=== SUPPLIED MATERIAL ===
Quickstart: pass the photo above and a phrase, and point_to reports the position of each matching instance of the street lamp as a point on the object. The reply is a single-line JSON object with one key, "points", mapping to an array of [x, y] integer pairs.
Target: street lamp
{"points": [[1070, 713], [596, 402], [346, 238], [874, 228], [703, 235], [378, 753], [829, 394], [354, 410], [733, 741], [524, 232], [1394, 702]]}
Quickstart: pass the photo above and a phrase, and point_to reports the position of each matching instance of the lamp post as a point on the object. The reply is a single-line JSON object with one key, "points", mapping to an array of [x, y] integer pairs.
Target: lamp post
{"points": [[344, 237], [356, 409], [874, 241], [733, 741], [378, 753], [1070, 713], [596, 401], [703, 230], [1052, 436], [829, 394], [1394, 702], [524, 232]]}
===
● THE PROBLEM
Copy exactly the line containing "of the lamp" and each line after it through the end of the records above.

● WRITTEN ANSWER
Quickstart: pass the photo above and a phrase, and point_to reports the position of each matching instance of the lamp post as a point on the object. The reply is a single-line JSON object with one key, "points", mapping to an array of [x, y] integer pairs.
Target: lamp post
{"points": [[344, 237], [356, 409], [874, 241], [733, 741], [378, 753], [1070, 713], [596, 401], [703, 230], [1052, 436], [829, 394], [1394, 702], [524, 232]]}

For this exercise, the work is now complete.